GIVEN PROBLEM | Below are some entries; can you quote all of them exactly?

/---

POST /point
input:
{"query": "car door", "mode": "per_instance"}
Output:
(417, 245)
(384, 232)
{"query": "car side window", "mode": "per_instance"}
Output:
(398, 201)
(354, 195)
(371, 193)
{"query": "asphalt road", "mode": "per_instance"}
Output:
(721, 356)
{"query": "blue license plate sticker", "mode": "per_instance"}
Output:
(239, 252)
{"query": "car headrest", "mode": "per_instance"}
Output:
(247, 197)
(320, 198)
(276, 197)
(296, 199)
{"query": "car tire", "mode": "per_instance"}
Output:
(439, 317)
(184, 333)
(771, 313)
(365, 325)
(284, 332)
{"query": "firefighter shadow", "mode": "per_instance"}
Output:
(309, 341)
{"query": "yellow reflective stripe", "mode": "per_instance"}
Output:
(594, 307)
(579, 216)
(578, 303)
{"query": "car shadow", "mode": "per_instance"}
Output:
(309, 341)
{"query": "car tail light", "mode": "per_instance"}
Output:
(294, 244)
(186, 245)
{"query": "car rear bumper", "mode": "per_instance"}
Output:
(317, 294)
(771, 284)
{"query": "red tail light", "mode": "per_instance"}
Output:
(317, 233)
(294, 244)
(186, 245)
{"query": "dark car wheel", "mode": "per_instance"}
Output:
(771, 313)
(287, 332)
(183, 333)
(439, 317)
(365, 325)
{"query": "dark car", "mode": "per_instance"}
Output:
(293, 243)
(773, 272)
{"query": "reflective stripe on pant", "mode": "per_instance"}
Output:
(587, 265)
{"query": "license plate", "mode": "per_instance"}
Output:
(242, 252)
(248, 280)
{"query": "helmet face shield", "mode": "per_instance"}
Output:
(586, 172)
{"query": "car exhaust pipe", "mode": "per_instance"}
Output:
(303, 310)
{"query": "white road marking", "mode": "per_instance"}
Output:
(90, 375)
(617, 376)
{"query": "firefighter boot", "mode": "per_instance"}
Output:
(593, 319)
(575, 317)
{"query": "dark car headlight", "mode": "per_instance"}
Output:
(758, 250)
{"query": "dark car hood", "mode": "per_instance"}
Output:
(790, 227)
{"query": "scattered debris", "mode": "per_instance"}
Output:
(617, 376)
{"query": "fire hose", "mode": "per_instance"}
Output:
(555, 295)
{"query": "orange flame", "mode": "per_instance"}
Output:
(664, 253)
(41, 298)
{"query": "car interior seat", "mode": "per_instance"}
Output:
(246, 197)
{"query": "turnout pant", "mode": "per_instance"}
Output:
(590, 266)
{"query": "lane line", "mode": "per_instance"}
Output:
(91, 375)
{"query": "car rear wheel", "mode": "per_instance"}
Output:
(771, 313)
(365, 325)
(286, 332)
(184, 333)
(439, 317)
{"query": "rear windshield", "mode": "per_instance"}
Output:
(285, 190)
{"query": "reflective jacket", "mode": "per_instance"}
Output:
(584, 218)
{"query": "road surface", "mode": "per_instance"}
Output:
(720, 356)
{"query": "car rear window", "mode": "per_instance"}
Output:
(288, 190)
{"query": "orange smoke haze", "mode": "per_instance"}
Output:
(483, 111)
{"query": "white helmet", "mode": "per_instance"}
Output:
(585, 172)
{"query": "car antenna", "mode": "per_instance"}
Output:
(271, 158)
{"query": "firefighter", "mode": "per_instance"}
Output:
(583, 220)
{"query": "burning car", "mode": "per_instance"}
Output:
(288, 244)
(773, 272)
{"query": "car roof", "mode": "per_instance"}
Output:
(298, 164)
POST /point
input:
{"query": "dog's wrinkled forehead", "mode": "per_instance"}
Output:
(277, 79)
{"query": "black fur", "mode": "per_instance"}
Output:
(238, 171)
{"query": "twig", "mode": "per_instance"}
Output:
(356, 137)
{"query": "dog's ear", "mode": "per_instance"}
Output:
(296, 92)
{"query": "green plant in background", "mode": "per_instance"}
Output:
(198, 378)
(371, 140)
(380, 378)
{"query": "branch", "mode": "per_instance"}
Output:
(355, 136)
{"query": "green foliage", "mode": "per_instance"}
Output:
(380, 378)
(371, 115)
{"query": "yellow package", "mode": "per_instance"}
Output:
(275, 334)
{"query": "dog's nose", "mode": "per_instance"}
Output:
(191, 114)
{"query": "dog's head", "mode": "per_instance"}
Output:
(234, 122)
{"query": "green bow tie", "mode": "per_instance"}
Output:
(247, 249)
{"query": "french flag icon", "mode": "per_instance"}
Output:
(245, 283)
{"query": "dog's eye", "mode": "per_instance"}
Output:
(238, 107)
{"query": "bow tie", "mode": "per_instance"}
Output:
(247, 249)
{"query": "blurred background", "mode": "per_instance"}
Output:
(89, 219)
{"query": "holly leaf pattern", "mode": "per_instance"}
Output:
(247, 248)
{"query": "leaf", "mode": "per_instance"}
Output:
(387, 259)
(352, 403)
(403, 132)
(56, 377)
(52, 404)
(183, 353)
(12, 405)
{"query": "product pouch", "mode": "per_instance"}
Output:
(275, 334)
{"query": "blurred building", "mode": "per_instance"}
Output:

\---

ANSWER BELOW |
POST /point
input:
{"query": "car door", "mode": "per_instance"}
Output:
(417, 245)
(384, 232)
{"query": "car side window", "mode": "per_instance"}
Output:
(398, 201)
(354, 195)
(371, 193)
{"query": "asphalt road", "mode": "per_instance"}
Output:
(721, 356)
{"query": "blue license plate sticker", "mode": "per_instance"}
Output:
(239, 252)
{"query": "car headrest", "mode": "per_instance"}
Output:
(247, 197)
(320, 198)
(276, 197)
(296, 199)
{"query": "car tire", "mode": "per_instance"}
Output:
(439, 317)
(184, 333)
(771, 313)
(365, 325)
(284, 332)
{"query": "firefighter shadow", "mode": "per_instance"}
Output:
(309, 341)
{"query": "yellow reflective stripe", "mode": "per_instance"}
Output:
(594, 307)
(579, 216)
(578, 303)
{"query": "car shadow", "mode": "per_instance"}
Output:
(309, 341)
{"query": "car tail light", "mode": "per_instance"}
Output:
(294, 244)
(186, 245)
{"query": "car rear bumper", "mode": "per_instance"}
Output:
(317, 294)
(771, 284)
{"query": "red tail light", "mode": "per_instance"}
Output:
(317, 233)
(294, 244)
(186, 245)
{"query": "dark car wheel", "mode": "per_instance"}
Output:
(771, 313)
(287, 332)
(183, 333)
(439, 317)
(365, 325)
{"query": "dark car", "mode": "per_instance"}
Output:
(293, 243)
(773, 272)
{"query": "reflective stripe on pant", "mode": "per_instance"}
Output:
(587, 265)
{"query": "license plate", "mode": "per_instance"}
Output:
(242, 252)
(248, 280)
{"query": "helmet face shield", "mode": "per_instance"}
Output:
(586, 172)
{"query": "car exhaust pipe", "mode": "per_instance"}
Output:
(303, 310)
{"query": "white road marking", "mode": "per_instance"}
Output:
(90, 375)
(617, 376)
{"query": "firefighter boot", "mode": "per_instance"}
Output:
(593, 319)
(575, 317)
{"query": "dark car headlight", "mode": "per_instance"}
Output:
(758, 250)
{"query": "dark car hood", "mode": "per_instance"}
Output:
(790, 227)
{"query": "scattered debris", "mode": "per_instance"}
Output:
(617, 376)
{"query": "fire hose", "mode": "per_instance"}
Output:
(555, 295)
{"query": "orange flame", "mode": "per_instance"}
Output:
(664, 253)
(41, 298)
{"query": "car interior seat", "mode": "per_instance"}
Output:
(246, 197)
{"query": "turnout pant", "mode": "per_instance"}
Output:
(590, 266)
{"query": "lane line", "mode": "per_instance"}
Output:
(91, 375)
{"query": "car rear wheel", "mode": "per_instance"}
Output:
(771, 313)
(365, 325)
(286, 332)
(184, 333)
(439, 317)
{"query": "rear windshield", "mode": "per_instance"}
Output:
(285, 190)
{"query": "reflective jacket", "mode": "per_instance"}
Output:
(584, 218)
{"query": "road surface", "mode": "per_instance"}
Output:
(720, 356)
{"query": "car rear window", "mode": "per_instance"}
Output:
(288, 190)
{"query": "orange smoke haze", "mode": "per_instance"}
Output:
(483, 111)
{"query": "white helmet", "mode": "per_instance"}
Output:
(585, 172)
{"query": "car antenna", "mode": "per_instance"}
Output:
(271, 158)
{"query": "firefighter", "mode": "per_instance"}
Output:
(583, 220)
{"query": "burning car", "mode": "per_instance"}
Output:
(288, 244)
(773, 272)
{"query": "car roof", "mode": "per_instance"}
Output:
(298, 164)
POST /point
input:
{"query": "dog's wrinkled forehead", "mode": "per_instance"}
Output:
(277, 79)
{"query": "black fur", "mode": "per_instance"}
Output:
(238, 171)
{"query": "twig", "mode": "per_instance"}
Output:
(356, 137)
{"query": "dog's ear", "mode": "per_instance"}
Output:
(296, 92)
{"query": "green plant in background", "mode": "per_instance"}
Output:
(198, 378)
(371, 140)
(380, 378)
{"query": "branch", "mode": "per_instance"}
Output:
(355, 136)
{"query": "green foliage", "mode": "per_instance"}
Output:
(380, 378)
(371, 115)
{"query": "yellow package", "mode": "per_instance"}
Output:
(275, 334)
{"query": "dog's nose", "mode": "per_instance"}
Output:
(191, 114)
{"query": "dog's head", "mode": "per_instance"}
Output:
(234, 122)
{"query": "green bow tie", "mode": "per_instance"}
Output:
(247, 249)
{"query": "french flag icon", "mode": "per_instance"}
Output:
(245, 283)
{"query": "dog's eye", "mode": "per_instance"}
Output:
(238, 107)
{"query": "bow tie", "mode": "per_instance"}
Output:
(247, 249)
{"query": "blurred background", "mode": "per_instance"}
Output:
(89, 219)
{"query": "holly leaf pattern", "mode": "per_instance"}
Output:
(247, 248)
{"query": "leaf", "mode": "per_instance"}
Output:
(387, 259)
(352, 403)
(403, 132)
(56, 377)
(52, 404)
(183, 353)
(12, 405)
{"query": "product pouch", "mode": "per_instance"}
Output:
(275, 334)
{"query": "blurred building", "mode": "per_instance"}
Output:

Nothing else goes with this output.